• [WHAT YOU HAVE TO DO]
Everything in the listing should be restated word for word.

• [DATA FOR PROCESSING]

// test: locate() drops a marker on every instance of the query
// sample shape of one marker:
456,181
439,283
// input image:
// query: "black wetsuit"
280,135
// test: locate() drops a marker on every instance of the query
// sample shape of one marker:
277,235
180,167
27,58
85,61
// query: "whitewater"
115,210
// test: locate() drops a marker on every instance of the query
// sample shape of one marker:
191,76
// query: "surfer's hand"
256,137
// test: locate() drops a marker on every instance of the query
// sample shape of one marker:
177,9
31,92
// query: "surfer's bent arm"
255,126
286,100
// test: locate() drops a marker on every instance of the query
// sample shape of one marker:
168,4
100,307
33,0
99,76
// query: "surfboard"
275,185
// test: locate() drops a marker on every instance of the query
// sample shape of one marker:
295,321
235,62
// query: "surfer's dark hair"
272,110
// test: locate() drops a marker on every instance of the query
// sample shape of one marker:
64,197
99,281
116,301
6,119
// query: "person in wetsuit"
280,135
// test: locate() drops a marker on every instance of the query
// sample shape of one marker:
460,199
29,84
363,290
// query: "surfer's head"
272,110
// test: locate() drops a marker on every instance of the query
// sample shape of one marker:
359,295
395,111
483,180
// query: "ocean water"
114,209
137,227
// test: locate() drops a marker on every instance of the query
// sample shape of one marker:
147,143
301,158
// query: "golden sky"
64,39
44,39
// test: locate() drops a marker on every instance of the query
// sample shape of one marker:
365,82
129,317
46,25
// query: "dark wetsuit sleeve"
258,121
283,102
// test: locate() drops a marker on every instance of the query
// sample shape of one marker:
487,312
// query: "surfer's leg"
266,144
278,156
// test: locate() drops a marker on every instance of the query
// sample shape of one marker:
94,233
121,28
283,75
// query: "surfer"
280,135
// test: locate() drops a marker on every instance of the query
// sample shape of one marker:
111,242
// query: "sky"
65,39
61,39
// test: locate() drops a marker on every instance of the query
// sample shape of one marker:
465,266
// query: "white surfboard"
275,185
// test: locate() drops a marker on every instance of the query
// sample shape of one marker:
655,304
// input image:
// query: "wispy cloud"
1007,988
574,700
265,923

• [FULL SOLUTION]
// test: locate() drops a marker on every instance of the query
// sample shape of one marker:
456,181
439,283
// input image:
// query: "black wetsuit"
280,135
// test: locate() drops a marker on every instance of the query
// sample shape of one marker:
277,235
180,167
27,58
85,61
// query: "whitewater"
115,210
// test: locate() drops a marker on every instance of the query
// sample shape of one marker:
191,76
// query: "surfer's hand"
256,137
// test: locate() drops a marker on every instance of the query
// sample shape of one marker:
177,9
31,92
// query: "surfer's bent arm"
255,126
286,100
// test: locate() drops a marker on every instance of the query
// sample shape of one marker:
168,4
100,307
33,0
99,76
// query: "surfboard"
275,185
// test: locate() drops a marker on every instance of the query
// sample shape of one marker:
295,321
235,62
// query: "surfer's dark hair"
272,110
// test: locate() drops a marker on every instance of the query
// sample shape of one marker:
64,197
99,281
116,301
6,119
// query: "person in wetsuit"
280,135
// test: locate() drops a marker on every instance of the query
// sample shape of one marker:
460,199
29,84
363,290
// query: "surfer's head"
272,110
// test: locate() drops a marker on every instance of the query
// sample shape of one marker:
359,295
395,111
483,180
// query: "ocean water"
114,209
137,227
// test: locate() drops a marker on every instance of the query
// sample shape of one marker:
147,143
301,158
// query: "golden sky"
64,39
44,39
// test: locate() drops a marker on every instance of the query
// sample shape of one marker:
365,82
129,317
46,25
// query: "dark wetsuit sleeve"
258,121
283,102
// test: locate() drops a marker on every instance of the query
// sample shape of one marker:
487,312
// query: "surfer's leg"
266,144
278,156
// test: locate() drops a marker on every instance of the query
// sample shape of one marker:
94,233
121,28
283,75
// query: "surfer"
280,135
// test: locate() drops a marker on every instance of the query
// sample shape of one marker:
111,242
// query: "sky"
65,39
61,39
// test: locate() drops a marker on every instance of the query
// sample shape of one marker:
465,266
// query: "white surfboard"
275,185
// test: locate() drops a marker on every instance of the query
// sample shape of one marker:
655,304
// input image:
// query: "wispy cloud"
1007,988
574,700
265,923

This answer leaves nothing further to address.